[Objective]
Rewrite the entries from the line containing "Identify the position of each instance of the stove" up to and including the final line, changing "ash tray" to "ash pan" and leaving everything else as is.

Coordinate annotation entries

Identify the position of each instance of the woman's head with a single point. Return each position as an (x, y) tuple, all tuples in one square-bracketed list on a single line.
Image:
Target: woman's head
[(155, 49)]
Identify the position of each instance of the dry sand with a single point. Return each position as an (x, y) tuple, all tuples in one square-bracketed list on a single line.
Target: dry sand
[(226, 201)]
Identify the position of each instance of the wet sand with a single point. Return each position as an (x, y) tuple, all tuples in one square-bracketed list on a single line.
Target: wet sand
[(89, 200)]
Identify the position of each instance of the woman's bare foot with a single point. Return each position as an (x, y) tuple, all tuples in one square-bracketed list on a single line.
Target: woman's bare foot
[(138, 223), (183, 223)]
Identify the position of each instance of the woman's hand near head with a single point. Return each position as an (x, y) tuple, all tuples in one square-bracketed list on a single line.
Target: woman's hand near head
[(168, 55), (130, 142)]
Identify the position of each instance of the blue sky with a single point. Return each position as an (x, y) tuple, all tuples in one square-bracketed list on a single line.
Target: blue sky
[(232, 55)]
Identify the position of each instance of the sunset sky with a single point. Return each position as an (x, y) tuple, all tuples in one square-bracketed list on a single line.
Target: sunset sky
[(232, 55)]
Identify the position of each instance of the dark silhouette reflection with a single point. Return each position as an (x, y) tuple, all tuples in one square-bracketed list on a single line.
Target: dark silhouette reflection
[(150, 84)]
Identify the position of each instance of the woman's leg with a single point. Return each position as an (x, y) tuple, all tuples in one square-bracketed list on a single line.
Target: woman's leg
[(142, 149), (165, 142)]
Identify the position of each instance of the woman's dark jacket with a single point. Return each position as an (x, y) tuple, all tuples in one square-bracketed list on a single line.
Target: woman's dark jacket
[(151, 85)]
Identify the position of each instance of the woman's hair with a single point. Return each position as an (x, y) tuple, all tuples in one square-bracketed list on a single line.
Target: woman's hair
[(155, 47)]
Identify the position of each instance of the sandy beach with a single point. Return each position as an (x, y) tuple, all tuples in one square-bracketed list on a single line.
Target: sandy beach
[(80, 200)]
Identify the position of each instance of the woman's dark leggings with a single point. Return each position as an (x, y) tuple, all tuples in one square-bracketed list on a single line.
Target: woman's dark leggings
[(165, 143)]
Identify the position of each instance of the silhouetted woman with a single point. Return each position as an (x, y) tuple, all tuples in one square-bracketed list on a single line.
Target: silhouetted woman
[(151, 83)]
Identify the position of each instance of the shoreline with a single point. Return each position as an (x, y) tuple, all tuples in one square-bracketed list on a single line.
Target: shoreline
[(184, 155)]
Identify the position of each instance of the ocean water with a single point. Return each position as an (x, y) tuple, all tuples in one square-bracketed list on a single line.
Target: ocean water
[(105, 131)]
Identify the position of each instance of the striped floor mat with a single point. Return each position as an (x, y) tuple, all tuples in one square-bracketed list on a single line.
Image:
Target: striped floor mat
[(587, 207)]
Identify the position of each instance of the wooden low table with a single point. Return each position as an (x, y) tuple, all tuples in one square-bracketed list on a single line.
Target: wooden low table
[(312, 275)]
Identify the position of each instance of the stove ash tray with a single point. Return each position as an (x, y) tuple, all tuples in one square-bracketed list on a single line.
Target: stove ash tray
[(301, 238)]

[Answer to the task]
Identify the position of each instance of the stove ash pan with a single point. Return each position as an (x, y) tuple, all tuples in one square-bracketed list on a single line.
Target: stove ash pan
[(301, 238)]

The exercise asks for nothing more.